--- Data section ---

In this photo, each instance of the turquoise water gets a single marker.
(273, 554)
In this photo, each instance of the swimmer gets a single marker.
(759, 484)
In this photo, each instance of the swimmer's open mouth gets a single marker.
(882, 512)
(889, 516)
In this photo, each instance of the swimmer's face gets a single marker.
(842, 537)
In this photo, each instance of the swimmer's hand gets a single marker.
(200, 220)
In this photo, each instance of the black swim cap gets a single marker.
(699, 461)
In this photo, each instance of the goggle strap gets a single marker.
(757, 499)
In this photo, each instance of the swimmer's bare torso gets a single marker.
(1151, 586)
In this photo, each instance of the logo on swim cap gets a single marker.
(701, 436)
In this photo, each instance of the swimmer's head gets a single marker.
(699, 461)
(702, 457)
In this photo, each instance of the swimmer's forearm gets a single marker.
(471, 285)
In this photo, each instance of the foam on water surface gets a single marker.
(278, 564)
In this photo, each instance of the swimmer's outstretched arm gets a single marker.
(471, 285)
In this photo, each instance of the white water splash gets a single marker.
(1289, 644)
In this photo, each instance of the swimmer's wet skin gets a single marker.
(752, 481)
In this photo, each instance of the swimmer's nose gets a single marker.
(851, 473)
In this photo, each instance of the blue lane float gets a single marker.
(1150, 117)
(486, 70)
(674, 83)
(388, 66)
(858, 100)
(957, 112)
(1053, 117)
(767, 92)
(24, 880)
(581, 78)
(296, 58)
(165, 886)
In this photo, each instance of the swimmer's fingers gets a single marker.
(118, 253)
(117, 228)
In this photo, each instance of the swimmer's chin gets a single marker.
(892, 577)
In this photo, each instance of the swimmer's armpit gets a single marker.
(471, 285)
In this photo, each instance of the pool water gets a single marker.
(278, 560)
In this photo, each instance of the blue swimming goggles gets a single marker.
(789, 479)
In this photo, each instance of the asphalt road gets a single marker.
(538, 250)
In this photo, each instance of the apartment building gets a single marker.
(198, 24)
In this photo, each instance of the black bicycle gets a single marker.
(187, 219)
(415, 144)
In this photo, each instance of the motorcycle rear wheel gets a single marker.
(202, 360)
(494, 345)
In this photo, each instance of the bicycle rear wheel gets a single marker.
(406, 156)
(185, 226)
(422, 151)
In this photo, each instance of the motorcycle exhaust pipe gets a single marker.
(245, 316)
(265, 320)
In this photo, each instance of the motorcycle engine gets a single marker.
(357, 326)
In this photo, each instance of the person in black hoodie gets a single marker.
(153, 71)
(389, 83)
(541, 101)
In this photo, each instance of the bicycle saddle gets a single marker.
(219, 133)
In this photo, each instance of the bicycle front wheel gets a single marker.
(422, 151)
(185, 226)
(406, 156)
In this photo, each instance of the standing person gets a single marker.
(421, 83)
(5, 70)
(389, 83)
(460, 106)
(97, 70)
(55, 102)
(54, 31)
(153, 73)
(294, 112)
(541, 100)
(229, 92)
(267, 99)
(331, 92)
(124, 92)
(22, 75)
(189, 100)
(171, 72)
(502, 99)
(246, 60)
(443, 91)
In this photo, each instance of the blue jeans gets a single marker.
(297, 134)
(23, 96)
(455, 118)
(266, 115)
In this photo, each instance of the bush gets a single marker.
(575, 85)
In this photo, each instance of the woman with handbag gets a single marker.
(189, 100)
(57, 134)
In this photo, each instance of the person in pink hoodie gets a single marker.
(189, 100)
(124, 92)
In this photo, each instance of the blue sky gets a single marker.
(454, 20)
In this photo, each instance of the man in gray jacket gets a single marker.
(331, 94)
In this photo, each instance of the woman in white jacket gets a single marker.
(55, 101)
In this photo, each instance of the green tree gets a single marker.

---

*What the task asks*: Output every record above exactly as it was given.

*Expected answer*:
In this photo, each instance of the turquoise water gets a single marker.
(273, 554)
In this photo, each instance of the swimmer gets a single marker.
(759, 484)
In this photo, each instance of the swimmer's open mouth gets a single marker.
(882, 512)
(889, 516)
In this photo, each instance of the swimmer's face gets a single marker.
(842, 537)
In this photo, each instance of the swimmer's hand gets a single marker.
(200, 220)
In this photo, each instance of the black swim cap gets a single marker.
(699, 461)
In this photo, each instance of the goggle strap gets a single marker.
(757, 499)
In this photo, each instance of the swimmer's bare torso gets a single marker.
(1151, 586)
In this photo, each instance of the logo on swim cap gets a single marker.
(701, 436)
In this photo, each instance of the swimmer's head gets a single marker.
(699, 461)
(702, 457)
In this photo, each instance of the swimmer's forearm gets a single marker.
(471, 285)
In this photo, each instance of the foam on water surface gets a single marker.
(278, 564)
In this photo, each instance of the swimmer's outstretched arm gets a single marker.
(471, 285)
In this photo, each instance of the white water splash gets a single marker.
(1289, 644)
In this photo, each instance of the swimmer's wet skin gets a single marker.
(752, 481)
In this photo, each instance of the swimmer's nose gets a single marker.
(851, 473)
In this photo, each instance of the blue lane float gets a single marker.
(1150, 117)
(486, 70)
(674, 83)
(388, 66)
(858, 100)
(957, 112)
(1053, 117)
(767, 92)
(24, 880)
(581, 78)
(296, 58)
(165, 886)
In this photo, each instance of the swimmer's fingers gets a single marker.
(118, 253)
(117, 228)
In this photo, each instance of the swimmer's chin gets a single marker.
(892, 577)
In this photo, each instance of the swimmer's armpit gets a single marker.
(471, 285)
In this photo, each instance of the pool water gets a single marker.
(278, 560)
In this photo, each instance of the blue swimming goggles gets a single marker.
(789, 479)
In this photo, each instance of the asphalt road gets a single marker.
(538, 250)
In this photo, each instance of the apartment building gets a single marker.
(198, 24)
In this photo, each instance of the black bicycle gets a single marker.
(187, 219)
(415, 144)
In this photo, each instance of the motorcycle rear wheel gets a single marker.
(202, 360)
(494, 345)
In this photo, each instance of the bicycle rear wheel gets a single marker.
(406, 156)
(185, 226)
(422, 151)
In this photo, each instance of the motorcycle exhaust pipe gets a single marker.
(245, 316)
(265, 320)
In this photo, each instance of the motorcycle engine gets a single marker.
(357, 326)
In this photo, each instance of the person in black hoodie gets a single marker.
(153, 71)
(389, 83)
(541, 101)
In this photo, each instance of the bicycle saddle gets a single marker.
(219, 133)
In this photo, each instance of the bicycle front wheel gets a single marker.
(422, 151)
(185, 226)
(406, 156)
In this photo, each instance of the standing person gets a single marker.
(421, 83)
(5, 70)
(389, 83)
(460, 106)
(97, 70)
(55, 102)
(54, 31)
(153, 73)
(294, 112)
(541, 100)
(229, 92)
(267, 99)
(331, 92)
(124, 92)
(22, 75)
(189, 100)
(171, 72)
(502, 99)
(246, 60)
(443, 91)
In this photo, each instance of the blue jeans gets a single marker.
(297, 134)
(23, 96)
(455, 118)
(266, 115)
In this photo, each instance of the bush gets a single marker.
(575, 85)
In this photo, each instance of the woman with handbag gets a single marker.
(189, 100)
(57, 134)
In this photo, each instance of the person in pink hoodie gets a single marker.
(189, 100)
(124, 92)
In this photo, each instance of the blue sky gets a single marker.
(454, 20)
In this photo, each instance of the man in gray jacket gets a single marker.
(331, 94)
In this photo, each instance of the woman in white jacket gets a single marker.
(55, 101)
In this photo, each instance of the green tree gets a single marker.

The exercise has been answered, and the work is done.